● **Aim**:
Take the line containing "the woman's ear" and every line after it to the end of the records, and copy them exactly, leaving out pictures.

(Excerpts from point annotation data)
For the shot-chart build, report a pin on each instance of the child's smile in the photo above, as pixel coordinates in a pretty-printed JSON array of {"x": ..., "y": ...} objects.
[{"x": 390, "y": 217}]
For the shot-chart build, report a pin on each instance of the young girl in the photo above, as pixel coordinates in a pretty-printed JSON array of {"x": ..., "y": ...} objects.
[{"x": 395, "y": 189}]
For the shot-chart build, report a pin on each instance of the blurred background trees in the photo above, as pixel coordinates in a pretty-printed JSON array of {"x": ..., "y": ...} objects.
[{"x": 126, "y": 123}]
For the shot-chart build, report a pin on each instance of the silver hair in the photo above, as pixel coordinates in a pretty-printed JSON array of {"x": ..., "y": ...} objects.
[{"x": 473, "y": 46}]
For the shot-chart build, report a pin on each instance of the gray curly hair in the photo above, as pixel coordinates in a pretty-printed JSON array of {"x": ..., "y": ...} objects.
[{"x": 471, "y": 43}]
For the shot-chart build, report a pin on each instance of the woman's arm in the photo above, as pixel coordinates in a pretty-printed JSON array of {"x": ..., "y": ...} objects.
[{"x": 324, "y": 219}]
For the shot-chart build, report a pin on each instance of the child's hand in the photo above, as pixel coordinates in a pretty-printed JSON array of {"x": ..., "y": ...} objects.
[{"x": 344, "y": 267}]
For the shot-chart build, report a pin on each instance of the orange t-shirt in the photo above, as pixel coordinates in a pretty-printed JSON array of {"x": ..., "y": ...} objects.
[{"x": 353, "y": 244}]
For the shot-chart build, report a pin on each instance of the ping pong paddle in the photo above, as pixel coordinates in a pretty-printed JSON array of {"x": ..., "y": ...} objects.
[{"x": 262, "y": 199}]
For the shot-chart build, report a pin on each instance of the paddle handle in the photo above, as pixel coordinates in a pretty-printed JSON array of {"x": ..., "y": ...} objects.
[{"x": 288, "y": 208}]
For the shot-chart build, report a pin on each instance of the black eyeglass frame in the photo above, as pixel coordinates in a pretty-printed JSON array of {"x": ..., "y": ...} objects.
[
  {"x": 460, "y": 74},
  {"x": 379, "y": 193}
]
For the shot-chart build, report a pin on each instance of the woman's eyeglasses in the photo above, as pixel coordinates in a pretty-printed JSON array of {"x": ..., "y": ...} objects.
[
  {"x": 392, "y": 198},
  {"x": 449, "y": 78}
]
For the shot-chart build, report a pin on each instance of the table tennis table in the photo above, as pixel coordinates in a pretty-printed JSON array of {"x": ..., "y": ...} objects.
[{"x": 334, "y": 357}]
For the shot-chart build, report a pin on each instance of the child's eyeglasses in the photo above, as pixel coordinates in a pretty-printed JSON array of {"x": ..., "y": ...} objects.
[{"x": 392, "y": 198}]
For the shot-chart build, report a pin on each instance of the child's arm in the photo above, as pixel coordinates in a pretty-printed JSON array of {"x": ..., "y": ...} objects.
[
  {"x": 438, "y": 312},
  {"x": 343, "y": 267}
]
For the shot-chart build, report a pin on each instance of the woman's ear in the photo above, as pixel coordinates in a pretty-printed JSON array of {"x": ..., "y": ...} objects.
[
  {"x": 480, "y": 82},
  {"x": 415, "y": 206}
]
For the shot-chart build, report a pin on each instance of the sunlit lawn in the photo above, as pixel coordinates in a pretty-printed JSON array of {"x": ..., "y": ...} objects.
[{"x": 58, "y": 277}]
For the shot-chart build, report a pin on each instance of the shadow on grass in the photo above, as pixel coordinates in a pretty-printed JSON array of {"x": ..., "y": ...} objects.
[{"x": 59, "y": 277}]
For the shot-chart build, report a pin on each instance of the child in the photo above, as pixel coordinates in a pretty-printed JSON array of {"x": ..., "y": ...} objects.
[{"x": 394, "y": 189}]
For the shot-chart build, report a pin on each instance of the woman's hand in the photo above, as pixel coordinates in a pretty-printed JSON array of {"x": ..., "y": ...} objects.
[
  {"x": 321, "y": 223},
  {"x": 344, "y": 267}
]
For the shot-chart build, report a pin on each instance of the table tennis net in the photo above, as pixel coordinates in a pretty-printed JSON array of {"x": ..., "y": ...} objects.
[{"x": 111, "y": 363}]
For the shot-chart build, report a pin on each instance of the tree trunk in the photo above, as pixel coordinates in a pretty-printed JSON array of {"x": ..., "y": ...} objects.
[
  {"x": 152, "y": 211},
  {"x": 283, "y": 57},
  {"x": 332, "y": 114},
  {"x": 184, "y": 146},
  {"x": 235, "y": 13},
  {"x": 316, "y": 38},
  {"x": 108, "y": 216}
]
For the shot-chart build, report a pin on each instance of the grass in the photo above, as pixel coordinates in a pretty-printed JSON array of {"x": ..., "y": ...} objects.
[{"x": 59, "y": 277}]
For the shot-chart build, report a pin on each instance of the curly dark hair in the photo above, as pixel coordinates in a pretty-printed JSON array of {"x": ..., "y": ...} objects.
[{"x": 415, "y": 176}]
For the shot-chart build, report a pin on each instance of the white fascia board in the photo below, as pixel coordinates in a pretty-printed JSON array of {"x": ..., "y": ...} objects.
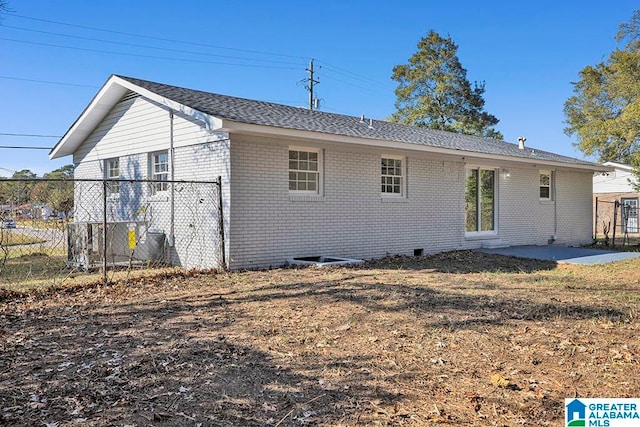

● **Result**:
For the shot-chart build, report a pin on each instance of the woman's ear in the photo above, as pixel coordinates in a pretty-printed JSON array of {"x": ..., "y": ...} objects.
[
  {"x": 480, "y": 82},
  {"x": 415, "y": 206}
]
For the shot-chart build, report a pin on each instance of the sunlit lawn in the photo above, as pixel coordinates in a pretty-printed JSON array of {"x": ..., "y": ...} objects.
[{"x": 58, "y": 277}]
For the shot-chart build, report a pin on each instance of the shadow on grass in the photo above, as pixel coordinates in a pretty-printed JSON array of {"x": ..., "y": ...} objects.
[{"x": 59, "y": 277}]
For the shot-chart build, report a pin on each instance of the child in the photo above, as pixel coordinates in a pretty-printed JSON array of {"x": ..., "y": ...} objects.
[{"x": 394, "y": 189}]
For the shot-chart build, report a pin on each instance of the woman's hand in the photo above, as pixel coordinates in a pretty-printed JSON array of {"x": ..., "y": ...} objects.
[
  {"x": 321, "y": 223},
  {"x": 344, "y": 267}
]
For the shot-chart build, report a pin on each instance of the table tennis net in the photo above, as pixel coordinates in a pretty-printed JSON array of {"x": ..., "y": ...} objects.
[{"x": 111, "y": 363}]
For the shot-chart build, report a pin on each instance of the tree trunk in the photo above, as pixel coordinates in a pretty-printed JSON array of {"x": ..., "y": ...} objects.
[
  {"x": 152, "y": 211},
  {"x": 283, "y": 57},
  {"x": 332, "y": 114},
  {"x": 184, "y": 146},
  {"x": 235, "y": 13},
  {"x": 316, "y": 38},
  {"x": 108, "y": 216}
]
For the shot-chart build, report a pin on each instance of the grass in the photo above, as pixel coordinates in a pretty-printed JSON array of {"x": ..., "y": ...} objects.
[{"x": 59, "y": 277}]
For the shot-chart build, report a pin on each instance of the curly dark hair in the photo above, as pixel coordinates in a pretty-printed JSON array of {"x": ..., "y": ...} objects.
[{"x": 415, "y": 176}]
For the shot-chart build, report a pin on each instance of the white fascia board in the photo below, as pixel coordinates in a pretty-printed JSON array of {"x": ..., "y": ...} objects.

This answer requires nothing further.